■ Source information ■
════════════════
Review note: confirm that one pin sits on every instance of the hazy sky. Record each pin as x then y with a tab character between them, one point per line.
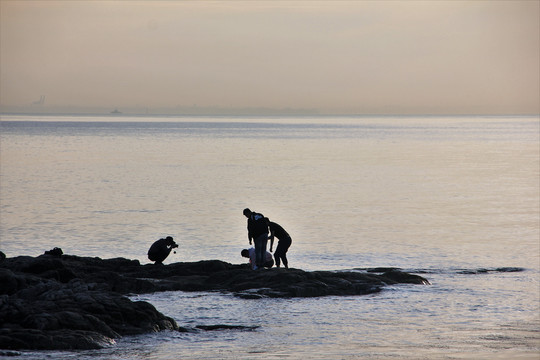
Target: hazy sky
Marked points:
360	56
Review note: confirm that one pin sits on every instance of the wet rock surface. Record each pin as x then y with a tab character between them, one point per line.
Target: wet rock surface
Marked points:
57	301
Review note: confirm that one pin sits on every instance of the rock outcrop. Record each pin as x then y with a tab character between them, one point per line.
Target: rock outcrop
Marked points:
57	301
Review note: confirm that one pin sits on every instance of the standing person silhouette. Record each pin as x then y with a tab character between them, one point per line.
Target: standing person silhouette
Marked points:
283	245
258	233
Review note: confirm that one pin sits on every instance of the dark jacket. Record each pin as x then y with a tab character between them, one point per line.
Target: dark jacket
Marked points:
257	225
278	231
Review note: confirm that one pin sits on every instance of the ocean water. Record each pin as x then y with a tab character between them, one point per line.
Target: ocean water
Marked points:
455	199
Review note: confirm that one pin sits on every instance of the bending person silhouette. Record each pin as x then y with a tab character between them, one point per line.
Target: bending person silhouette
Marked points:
161	249
250	254
258	233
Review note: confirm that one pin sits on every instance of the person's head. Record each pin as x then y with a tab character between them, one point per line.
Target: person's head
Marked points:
170	241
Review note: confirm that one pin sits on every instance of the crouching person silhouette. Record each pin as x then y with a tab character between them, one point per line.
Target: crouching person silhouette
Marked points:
250	254
161	249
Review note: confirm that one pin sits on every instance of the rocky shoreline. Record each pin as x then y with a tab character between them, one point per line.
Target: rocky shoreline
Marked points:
59	302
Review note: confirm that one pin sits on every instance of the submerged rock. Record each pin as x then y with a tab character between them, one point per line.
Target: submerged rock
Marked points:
57	301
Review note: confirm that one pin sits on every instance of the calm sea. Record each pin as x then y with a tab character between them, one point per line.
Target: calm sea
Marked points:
456	199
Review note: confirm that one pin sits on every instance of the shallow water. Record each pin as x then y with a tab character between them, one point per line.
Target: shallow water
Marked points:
455	199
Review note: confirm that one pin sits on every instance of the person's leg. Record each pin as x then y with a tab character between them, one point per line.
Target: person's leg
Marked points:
257	252
260	249
286	245
278	254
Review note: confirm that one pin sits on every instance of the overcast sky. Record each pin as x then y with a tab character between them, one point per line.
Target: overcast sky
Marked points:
336	56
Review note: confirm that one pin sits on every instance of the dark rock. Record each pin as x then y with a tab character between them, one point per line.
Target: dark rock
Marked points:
58	301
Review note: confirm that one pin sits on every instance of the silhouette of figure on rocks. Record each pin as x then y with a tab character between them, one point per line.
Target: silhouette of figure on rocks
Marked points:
257	232
283	245
161	249
250	254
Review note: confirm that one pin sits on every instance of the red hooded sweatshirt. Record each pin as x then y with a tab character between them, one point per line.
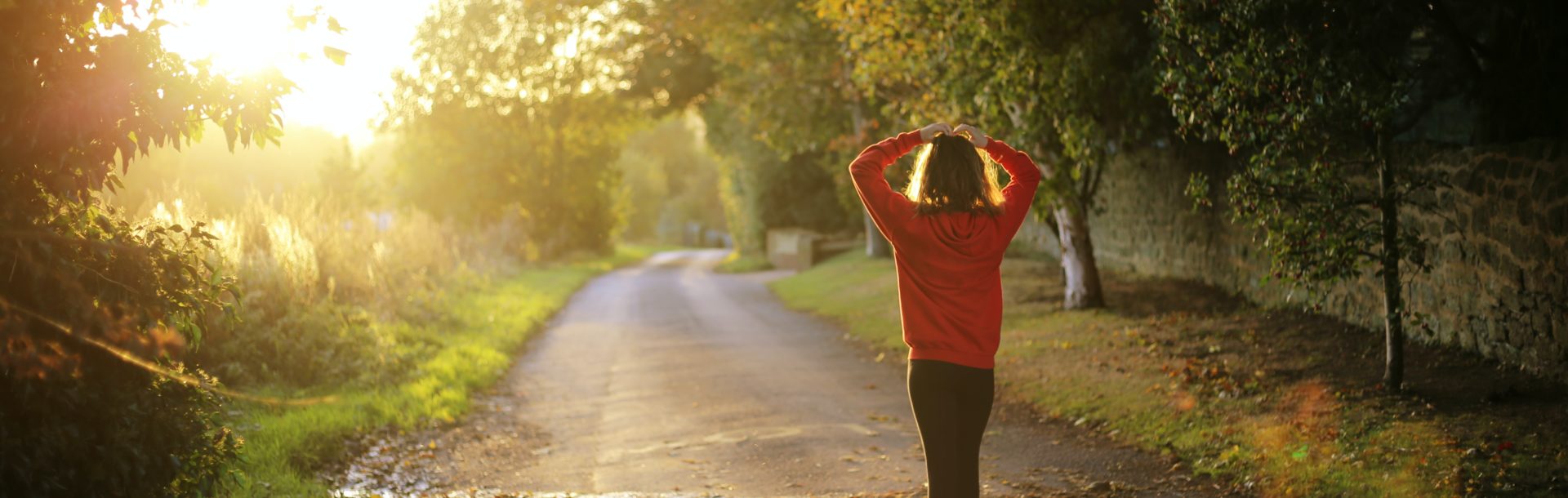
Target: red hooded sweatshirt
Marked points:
949	264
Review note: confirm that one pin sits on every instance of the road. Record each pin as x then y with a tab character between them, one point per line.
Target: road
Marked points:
670	380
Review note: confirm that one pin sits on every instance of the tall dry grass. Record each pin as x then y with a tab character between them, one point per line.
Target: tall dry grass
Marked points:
330	293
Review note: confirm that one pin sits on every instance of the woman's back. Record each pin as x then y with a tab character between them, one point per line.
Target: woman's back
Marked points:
947	257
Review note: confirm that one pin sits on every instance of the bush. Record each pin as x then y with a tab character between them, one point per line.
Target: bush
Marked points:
112	431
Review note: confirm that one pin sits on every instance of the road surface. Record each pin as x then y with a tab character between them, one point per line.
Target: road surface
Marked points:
666	380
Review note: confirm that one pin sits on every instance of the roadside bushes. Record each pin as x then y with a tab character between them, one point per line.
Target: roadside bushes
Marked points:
327	291
114	431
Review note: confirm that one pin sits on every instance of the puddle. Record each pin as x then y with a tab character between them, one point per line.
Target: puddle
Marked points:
386	465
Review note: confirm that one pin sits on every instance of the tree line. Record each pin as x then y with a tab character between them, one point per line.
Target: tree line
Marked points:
516	110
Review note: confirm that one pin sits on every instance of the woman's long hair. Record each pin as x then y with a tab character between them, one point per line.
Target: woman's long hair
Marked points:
952	177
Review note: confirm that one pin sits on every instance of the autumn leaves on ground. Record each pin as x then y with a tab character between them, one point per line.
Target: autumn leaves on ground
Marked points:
238	237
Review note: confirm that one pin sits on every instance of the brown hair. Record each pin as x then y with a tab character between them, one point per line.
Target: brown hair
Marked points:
952	177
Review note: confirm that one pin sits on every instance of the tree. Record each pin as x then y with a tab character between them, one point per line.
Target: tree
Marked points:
513	112
814	121
98	309
1065	80
1313	93
670	180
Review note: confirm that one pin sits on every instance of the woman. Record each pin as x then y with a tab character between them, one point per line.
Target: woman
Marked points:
947	232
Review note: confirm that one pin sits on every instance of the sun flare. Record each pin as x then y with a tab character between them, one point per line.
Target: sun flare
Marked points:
247	37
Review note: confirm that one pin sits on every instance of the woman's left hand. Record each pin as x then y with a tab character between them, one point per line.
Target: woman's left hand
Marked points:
929	132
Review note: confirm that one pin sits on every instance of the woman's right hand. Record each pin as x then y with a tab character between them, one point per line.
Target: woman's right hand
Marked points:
976	136
929	132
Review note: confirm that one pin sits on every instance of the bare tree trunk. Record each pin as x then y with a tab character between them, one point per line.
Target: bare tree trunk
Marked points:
877	245
1392	303
1078	251
1078	260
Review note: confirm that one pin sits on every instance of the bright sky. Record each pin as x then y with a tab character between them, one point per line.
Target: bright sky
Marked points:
248	35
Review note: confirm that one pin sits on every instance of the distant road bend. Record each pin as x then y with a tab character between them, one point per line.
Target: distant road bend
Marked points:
671	380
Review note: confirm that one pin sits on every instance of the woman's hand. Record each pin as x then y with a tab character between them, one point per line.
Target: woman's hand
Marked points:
976	136
929	132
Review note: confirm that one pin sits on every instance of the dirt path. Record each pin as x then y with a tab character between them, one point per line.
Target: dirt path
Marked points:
671	380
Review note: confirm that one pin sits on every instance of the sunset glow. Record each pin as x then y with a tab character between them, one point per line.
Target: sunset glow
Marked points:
243	37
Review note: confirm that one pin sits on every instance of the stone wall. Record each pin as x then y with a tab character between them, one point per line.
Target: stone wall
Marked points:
1499	278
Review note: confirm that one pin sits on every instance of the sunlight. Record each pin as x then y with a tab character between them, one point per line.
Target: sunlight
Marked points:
247	37
237	37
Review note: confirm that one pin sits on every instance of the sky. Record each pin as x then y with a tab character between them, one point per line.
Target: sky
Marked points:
252	35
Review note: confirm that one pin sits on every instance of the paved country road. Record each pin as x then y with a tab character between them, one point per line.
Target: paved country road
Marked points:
670	380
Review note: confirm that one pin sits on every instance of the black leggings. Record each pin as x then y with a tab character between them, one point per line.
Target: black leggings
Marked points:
952	404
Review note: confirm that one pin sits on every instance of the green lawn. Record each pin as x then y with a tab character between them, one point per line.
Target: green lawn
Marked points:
1280	402
286	445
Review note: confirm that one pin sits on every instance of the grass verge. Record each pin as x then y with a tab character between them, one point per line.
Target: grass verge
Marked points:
475	345
742	264
1278	402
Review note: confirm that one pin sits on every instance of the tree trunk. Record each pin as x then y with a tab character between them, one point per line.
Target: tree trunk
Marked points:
877	245
1392	303
1078	260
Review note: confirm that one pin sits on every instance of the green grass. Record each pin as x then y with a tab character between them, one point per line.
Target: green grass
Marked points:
1245	395
286	445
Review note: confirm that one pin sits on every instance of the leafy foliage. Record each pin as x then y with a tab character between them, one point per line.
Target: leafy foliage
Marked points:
670	180
511	114
1313	93
87	90
1062	78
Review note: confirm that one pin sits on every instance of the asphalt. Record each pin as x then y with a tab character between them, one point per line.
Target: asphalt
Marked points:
668	380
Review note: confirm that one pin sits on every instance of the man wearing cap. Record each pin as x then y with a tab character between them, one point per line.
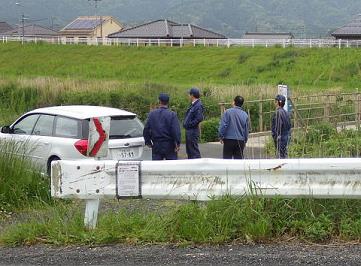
════════════════
■ What is being asked ■
What you return must be the lines above that run from the line with "Target: person's leg" to the line with "Target: overcast sky", inclusive, each copied exactly.

■ Written solution ■
Target: person's leg
Marked points:
257	252
260	249
286	245
278	254
Review note: confirm that one pin sits on every instance of the overcast sky. Record each pin as x then y with a tab character between them, one point per line.
Target: overcast sky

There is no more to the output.